▶

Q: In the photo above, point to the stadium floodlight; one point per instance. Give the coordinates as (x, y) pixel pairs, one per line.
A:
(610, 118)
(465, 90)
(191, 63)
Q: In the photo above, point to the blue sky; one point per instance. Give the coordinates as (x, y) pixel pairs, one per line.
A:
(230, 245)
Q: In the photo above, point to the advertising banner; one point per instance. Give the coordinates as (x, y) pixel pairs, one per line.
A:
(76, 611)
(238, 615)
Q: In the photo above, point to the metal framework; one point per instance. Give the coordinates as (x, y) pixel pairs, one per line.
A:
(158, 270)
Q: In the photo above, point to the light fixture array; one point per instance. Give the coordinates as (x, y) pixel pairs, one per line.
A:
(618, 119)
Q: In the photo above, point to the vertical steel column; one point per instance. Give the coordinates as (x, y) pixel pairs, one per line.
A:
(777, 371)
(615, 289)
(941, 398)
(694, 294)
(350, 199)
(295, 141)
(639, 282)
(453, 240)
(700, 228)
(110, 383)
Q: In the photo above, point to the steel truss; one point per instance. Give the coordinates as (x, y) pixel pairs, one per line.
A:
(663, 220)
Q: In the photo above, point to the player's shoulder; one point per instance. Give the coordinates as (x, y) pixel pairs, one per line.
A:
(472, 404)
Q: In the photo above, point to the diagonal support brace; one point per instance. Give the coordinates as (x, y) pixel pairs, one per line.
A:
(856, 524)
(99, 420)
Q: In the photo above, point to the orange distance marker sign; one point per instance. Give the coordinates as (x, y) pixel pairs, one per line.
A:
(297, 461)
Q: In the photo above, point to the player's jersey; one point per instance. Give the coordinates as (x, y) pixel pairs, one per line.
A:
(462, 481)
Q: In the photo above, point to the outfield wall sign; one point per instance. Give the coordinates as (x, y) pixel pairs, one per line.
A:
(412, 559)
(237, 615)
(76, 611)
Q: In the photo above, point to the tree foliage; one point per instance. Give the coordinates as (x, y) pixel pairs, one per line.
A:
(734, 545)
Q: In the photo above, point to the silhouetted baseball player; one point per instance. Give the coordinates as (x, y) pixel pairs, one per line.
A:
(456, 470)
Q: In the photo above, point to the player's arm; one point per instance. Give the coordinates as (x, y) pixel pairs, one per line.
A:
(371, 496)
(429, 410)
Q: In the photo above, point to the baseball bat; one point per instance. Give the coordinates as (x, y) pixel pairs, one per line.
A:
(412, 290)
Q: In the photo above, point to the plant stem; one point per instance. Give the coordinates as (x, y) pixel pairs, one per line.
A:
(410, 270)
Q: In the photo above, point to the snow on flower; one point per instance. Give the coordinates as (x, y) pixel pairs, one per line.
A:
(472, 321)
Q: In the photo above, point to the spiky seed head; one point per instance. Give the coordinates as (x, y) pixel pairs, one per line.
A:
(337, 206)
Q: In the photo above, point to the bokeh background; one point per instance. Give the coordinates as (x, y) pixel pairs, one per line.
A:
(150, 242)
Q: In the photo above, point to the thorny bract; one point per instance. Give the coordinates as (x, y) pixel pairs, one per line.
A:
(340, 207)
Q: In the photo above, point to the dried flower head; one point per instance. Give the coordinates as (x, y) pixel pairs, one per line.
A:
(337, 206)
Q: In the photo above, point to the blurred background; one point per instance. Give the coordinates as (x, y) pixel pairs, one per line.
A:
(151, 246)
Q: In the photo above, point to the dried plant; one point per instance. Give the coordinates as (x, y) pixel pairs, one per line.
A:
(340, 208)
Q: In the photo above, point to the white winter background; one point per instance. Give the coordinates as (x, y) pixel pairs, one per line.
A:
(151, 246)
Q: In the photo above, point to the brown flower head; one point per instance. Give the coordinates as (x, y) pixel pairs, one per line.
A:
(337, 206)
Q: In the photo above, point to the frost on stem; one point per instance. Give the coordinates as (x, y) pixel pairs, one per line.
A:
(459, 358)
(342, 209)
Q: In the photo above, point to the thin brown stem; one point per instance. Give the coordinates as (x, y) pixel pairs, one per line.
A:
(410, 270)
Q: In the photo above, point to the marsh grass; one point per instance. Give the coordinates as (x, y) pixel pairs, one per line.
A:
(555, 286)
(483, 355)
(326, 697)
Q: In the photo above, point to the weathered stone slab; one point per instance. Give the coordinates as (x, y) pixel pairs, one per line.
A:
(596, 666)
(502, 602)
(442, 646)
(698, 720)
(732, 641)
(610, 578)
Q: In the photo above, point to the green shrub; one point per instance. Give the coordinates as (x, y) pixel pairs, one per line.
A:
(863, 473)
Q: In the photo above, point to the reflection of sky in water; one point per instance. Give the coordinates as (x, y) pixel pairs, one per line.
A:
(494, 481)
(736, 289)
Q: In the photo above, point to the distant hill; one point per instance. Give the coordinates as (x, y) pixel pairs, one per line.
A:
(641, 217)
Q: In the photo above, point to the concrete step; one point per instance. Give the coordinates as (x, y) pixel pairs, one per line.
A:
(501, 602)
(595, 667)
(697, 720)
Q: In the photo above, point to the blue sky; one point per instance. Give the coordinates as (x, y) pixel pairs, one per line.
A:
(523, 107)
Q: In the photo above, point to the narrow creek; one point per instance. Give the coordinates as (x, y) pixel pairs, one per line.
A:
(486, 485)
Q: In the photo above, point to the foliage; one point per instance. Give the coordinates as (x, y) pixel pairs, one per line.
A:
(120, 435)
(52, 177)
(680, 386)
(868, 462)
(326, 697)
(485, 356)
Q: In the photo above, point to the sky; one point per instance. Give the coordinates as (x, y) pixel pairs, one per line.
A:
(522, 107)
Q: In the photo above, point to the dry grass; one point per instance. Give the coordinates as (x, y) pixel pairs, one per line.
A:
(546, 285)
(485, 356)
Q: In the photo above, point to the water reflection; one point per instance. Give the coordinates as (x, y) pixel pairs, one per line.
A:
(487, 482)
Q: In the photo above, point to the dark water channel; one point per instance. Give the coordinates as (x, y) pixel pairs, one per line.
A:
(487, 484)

◀

GIVEN INSTRUCTION: All lines from the line containing "Q: In the photo above, point to the frost" through the end of the listing above are to be duplicated exactly; include both ends and nothing further.

FULL RESPONSE:
Q: In the photo above, point to the frost on stem; one point per instance. Give the coordinates as (x, y) pixel pairs, one per line.
A:
(459, 358)
(342, 209)
Q: In the photo above, point to the thin brown stem; one point per instance. Give the coordinates as (x, y) pixel pairs, one per line.
A:
(410, 270)
Q: In the photo above, point to the marsh grass; one point per instance. Give the coordinates as (x, y) pixel pairs, one per line.
A:
(555, 286)
(483, 355)
(326, 697)
Q: In the photo above, point to the weathered stone slab; one point per instance. Give the coordinates as (x, y) pixel pairs, one per line.
A:
(596, 666)
(502, 602)
(442, 646)
(698, 720)
(732, 641)
(610, 578)
Q: In the photo above, point to the green shrub; one point per instance. Give the coordinates as (x, y) pixel pairs, one per line.
A:
(863, 473)
Q: In the photo above, point to the reflection of sky in water; one point per instance. Give the coordinates as (x, y) pixel pairs, one per line.
A:
(494, 481)
(736, 289)
Q: In the photo above, point to the distant hill; one point per instance. Give the coordinates as (x, y) pixel pairs, one per line.
A:
(641, 217)
Q: In the photo above, point to the concrete step; one point per instance. Give the coordinates as (x, y) pixel pairs, one per line.
A:
(501, 602)
(595, 667)
(697, 720)
Q: In the photo above, point to the blue sky; one point per instance. Give the coordinates as (x, y) pixel pairs, one per line.
A:
(523, 107)
Q: In the photo above, point to the narrow creek; one point per instance. Give the coordinates as (x, y) pixel pairs, one per line.
A:
(486, 485)
Q: In the photo above, point to the foliage; one point per instance. Give the coordinates as (x, y) pixel pairs, one per line.
A:
(120, 435)
(52, 177)
(680, 386)
(868, 462)
(326, 697)
(485, 356)
Q: In the photo above, point to the sky; one point per instance. Give the coordinates as (x, y) pixel pairs, one per line.
A:
(522, 107)
Q: In the photo above, point to the dry grass; one point per instance. Give the coordinates as (x, y) pixel pairs, one per line.
A:
(546, 285)
(485, 356)
Q: In the photo above, point to the water reflection; one point per instance. Give the coordinates as (x, y) pixel pairs, one per line.
A:
(487, 482)
Q: In the photo above, point to the dark water channel; one point per instance. Give the coordinates as (x, y) pixel pairs, one per line.
A:
(487, 484)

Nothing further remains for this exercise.